[Task data]
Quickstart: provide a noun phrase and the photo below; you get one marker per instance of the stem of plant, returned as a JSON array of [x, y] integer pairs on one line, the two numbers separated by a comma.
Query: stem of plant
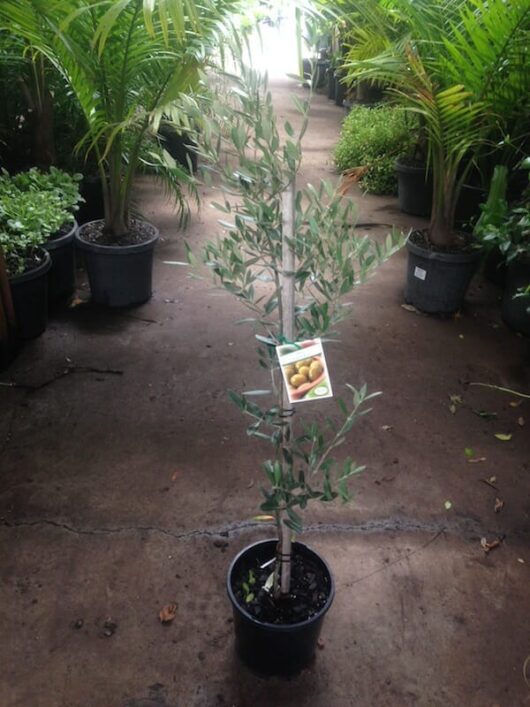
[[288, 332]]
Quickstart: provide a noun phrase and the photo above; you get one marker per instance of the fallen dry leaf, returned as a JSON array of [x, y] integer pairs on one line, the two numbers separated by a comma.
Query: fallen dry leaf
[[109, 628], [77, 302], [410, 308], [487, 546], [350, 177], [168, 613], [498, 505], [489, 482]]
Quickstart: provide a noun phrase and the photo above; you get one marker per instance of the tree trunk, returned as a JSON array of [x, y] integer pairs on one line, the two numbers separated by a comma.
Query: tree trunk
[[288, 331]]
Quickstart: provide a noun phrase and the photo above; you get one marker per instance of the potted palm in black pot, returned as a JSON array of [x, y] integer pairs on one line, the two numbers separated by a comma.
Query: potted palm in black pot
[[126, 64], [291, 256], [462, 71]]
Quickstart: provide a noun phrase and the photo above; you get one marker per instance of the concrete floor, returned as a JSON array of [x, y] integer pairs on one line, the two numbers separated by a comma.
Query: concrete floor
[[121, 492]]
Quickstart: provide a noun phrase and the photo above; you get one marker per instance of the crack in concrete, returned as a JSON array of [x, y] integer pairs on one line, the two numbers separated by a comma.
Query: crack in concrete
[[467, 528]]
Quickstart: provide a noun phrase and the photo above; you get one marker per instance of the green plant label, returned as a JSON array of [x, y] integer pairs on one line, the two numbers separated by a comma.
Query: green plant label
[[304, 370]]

[Problem requirements] Reproduce the material from the line containing "of the crack" through the end of the material, inclusive, with each "marker" changed to "point" and nothing else altered.

[Response below]
Quickstart: provide a noun phrase and the photo above; you get one point per instance of the crack in concrete, returned as a JSON array of [x, y] integer pairs on one line, the two numbers separated by a comma.
Query: crack in concrete
[[467, 528]]
Quickstart: provide a noun phrase and the photo above; you get one point per instance of the green plant label, returned as a JSON array of [x, y] integer pairs on one line, the two numbers separated by a comma.
Query: green plant label
[[304, 370]]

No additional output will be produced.